文書 —

════════════════════

質問主意書

第101回国会(特別会)

質問主意書


質問第四一号

松本市都市計画公園(松本運動公園)に対する補助金の交付に関する質問主意書

右の質問主意書を国会法第七十四条によつて提出する。

  昭和五十九年八月二日

中山 千夏   


       参議院議長 木村 睦男 殿


   松本市都市計画公園(松本運動公園)に対する補助金の交付に関する質問主意書

 国が都市公園の建設に補助金を交付することは、きわめて有意義なことであるが、都市公園の建設中に補助金の交付をうけている県が他の目的のためこれを撤去する計画を同時に進めているとすれば、国民の血税をまつたく無駄にしたことになる。
 昭和五十八年十二月公表された会計検査院の昭和五十七年度決算検査報告には、「長野県上伊那郡箕輪町の不正」が報告され、同町が四十七年度から一〇年間にわたつて架空工事や水増し請求等によつて補助金をだまし取つていた事実が明らかにされている。
 この不正事件について、長野県は、会計検査院に遺憾の意を表明した吉村知事名の文書を提出しているが、その長野県が、松本運動公園建設のため、建設省およびその他の省庁から多額の補助金の交付をうけておきながら、その建設中に同公園の重要な一部を撤去することになる県営「松本空港の拡張計画」を推進していることは、まことに許し難い事態といわなければならない。

════════════════════

課題 — 上の文書に出てくる、特定の時点を示す年月日・年月・年度の表現をすべて、文書どおりの表記で挙げてください。

提供記録 —
════════════════════

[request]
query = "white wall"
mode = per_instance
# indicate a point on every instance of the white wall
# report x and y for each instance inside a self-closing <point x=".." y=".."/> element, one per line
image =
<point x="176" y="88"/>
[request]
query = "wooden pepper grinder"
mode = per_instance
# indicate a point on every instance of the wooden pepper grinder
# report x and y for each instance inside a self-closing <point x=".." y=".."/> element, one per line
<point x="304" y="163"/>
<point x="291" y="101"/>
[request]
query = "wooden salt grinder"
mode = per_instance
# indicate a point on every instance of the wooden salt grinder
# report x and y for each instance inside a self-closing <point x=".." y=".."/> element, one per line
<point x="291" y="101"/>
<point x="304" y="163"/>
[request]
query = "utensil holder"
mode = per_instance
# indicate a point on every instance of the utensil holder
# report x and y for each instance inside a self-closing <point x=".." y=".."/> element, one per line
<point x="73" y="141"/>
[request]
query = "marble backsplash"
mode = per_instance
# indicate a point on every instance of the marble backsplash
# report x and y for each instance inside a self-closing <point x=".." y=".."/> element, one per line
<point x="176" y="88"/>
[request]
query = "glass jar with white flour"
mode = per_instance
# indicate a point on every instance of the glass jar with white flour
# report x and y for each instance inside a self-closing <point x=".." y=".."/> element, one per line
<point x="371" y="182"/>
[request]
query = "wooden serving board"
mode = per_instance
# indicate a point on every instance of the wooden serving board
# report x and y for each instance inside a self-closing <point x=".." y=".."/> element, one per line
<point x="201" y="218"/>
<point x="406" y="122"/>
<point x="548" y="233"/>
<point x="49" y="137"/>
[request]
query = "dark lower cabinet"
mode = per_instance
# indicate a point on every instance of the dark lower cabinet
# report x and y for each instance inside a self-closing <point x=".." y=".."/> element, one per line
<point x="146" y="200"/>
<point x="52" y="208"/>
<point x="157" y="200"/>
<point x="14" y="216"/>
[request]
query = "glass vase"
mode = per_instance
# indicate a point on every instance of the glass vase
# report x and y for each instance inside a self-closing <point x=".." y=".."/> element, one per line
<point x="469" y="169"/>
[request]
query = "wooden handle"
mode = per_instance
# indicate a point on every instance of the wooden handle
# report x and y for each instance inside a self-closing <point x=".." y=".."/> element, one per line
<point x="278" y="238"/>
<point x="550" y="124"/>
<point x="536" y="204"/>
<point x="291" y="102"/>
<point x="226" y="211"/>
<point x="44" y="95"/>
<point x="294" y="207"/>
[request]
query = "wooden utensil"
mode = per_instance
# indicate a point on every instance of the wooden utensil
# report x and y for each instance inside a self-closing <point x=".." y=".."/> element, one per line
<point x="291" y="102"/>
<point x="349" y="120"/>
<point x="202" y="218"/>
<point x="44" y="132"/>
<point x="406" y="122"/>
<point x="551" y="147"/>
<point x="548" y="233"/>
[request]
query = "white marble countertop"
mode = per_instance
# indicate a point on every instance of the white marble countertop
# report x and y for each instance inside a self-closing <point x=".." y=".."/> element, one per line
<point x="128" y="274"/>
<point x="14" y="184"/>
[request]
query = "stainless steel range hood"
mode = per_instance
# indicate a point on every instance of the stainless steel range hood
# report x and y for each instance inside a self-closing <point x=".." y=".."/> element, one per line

════════════════════

解答 —
・昭和五十九年八月二日
・昭和五十八年十二月
・昭和五十七年度
・四十七年度